%%
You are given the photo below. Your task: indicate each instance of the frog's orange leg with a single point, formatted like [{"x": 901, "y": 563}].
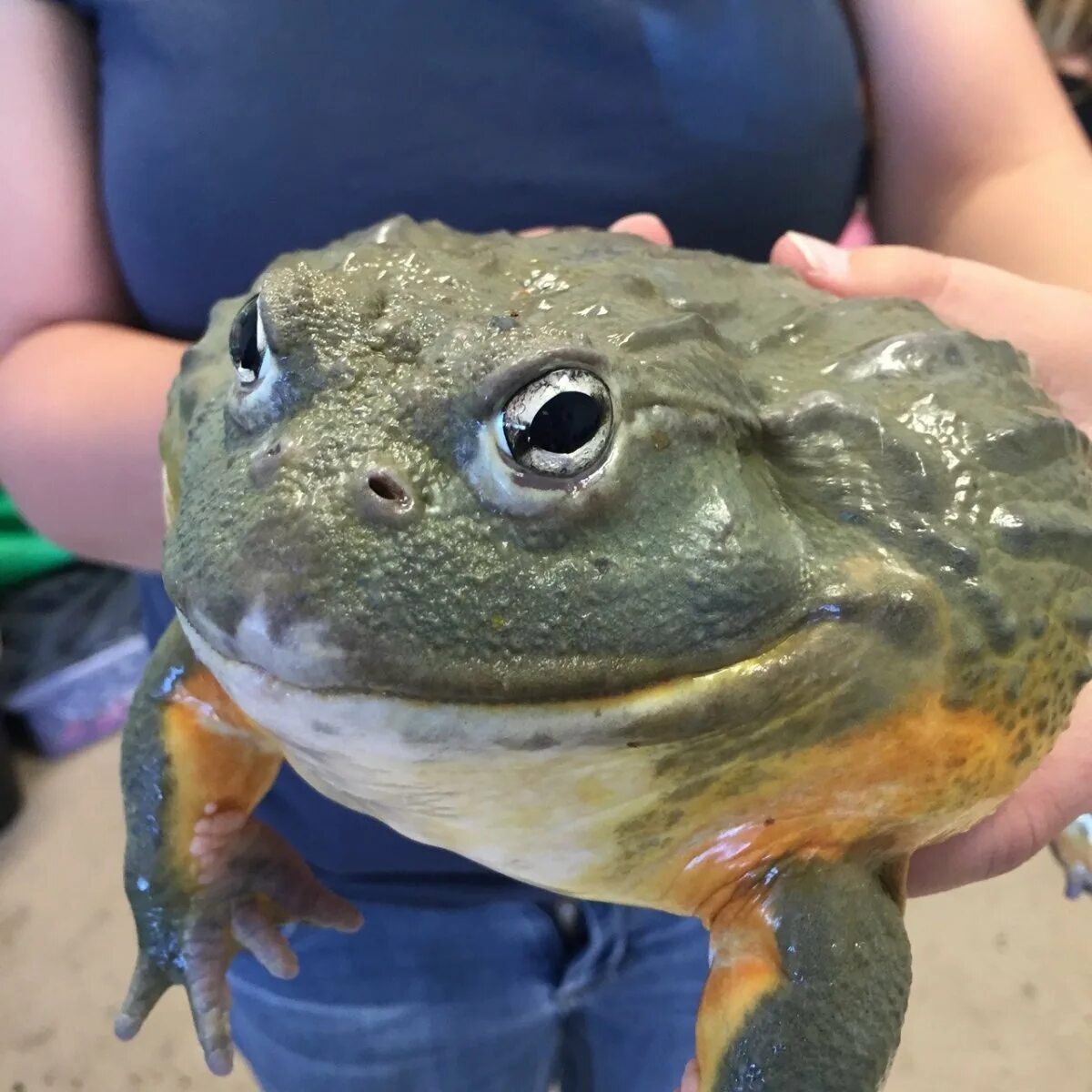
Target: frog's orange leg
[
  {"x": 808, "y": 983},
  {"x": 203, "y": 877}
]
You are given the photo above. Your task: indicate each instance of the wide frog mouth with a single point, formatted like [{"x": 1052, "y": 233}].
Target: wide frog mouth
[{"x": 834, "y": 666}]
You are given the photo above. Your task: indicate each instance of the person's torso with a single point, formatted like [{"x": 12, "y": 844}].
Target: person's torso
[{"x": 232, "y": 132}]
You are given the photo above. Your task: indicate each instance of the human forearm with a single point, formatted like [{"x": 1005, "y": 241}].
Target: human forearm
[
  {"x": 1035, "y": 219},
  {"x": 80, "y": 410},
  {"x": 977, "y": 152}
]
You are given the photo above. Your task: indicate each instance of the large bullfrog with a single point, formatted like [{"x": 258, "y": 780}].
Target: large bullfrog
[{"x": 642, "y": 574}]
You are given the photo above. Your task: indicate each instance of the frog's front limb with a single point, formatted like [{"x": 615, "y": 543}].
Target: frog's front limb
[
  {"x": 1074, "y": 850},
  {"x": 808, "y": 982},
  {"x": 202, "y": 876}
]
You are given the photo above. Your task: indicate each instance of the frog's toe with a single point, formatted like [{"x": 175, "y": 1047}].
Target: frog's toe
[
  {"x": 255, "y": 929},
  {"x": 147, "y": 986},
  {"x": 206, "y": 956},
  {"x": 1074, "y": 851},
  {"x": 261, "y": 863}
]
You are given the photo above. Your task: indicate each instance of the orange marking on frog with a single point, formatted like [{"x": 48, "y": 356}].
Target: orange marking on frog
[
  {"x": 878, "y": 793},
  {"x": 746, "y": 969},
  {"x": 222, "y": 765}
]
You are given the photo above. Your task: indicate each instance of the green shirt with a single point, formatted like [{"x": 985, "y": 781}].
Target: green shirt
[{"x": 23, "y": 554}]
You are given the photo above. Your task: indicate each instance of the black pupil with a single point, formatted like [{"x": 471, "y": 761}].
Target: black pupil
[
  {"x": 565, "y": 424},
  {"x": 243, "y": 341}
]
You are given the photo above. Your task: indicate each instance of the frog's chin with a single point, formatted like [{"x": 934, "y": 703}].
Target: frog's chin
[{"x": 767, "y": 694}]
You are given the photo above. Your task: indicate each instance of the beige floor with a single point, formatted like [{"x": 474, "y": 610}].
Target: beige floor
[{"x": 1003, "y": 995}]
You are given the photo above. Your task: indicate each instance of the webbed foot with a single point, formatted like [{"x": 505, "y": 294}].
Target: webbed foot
%%
■ Stated task: Only those lines running from the one containing "the frog's chin" through the last line of the data above are to be copied, exactly, with both ends included.

■ Exercise solution:
You are given the photo above. Your task: indicate each instance of the frog's chin with a single point, formatted like [{"x": 934, "y": 703}].
Target: frog's chin
[{"x": 767, "y": 694}]
You are given the photo above. Your task: indicate each instance of the beige floor with a single point, formatted like [{"x": 474, "y": 610}].
Target: beige floor
[{"x": 1003, "y": 995}]
You are given the photo above. Your task: indicate each instance of the webbed foot with a single point, formatted like [{"x": 505, "y": 294}].
Target: webbed foot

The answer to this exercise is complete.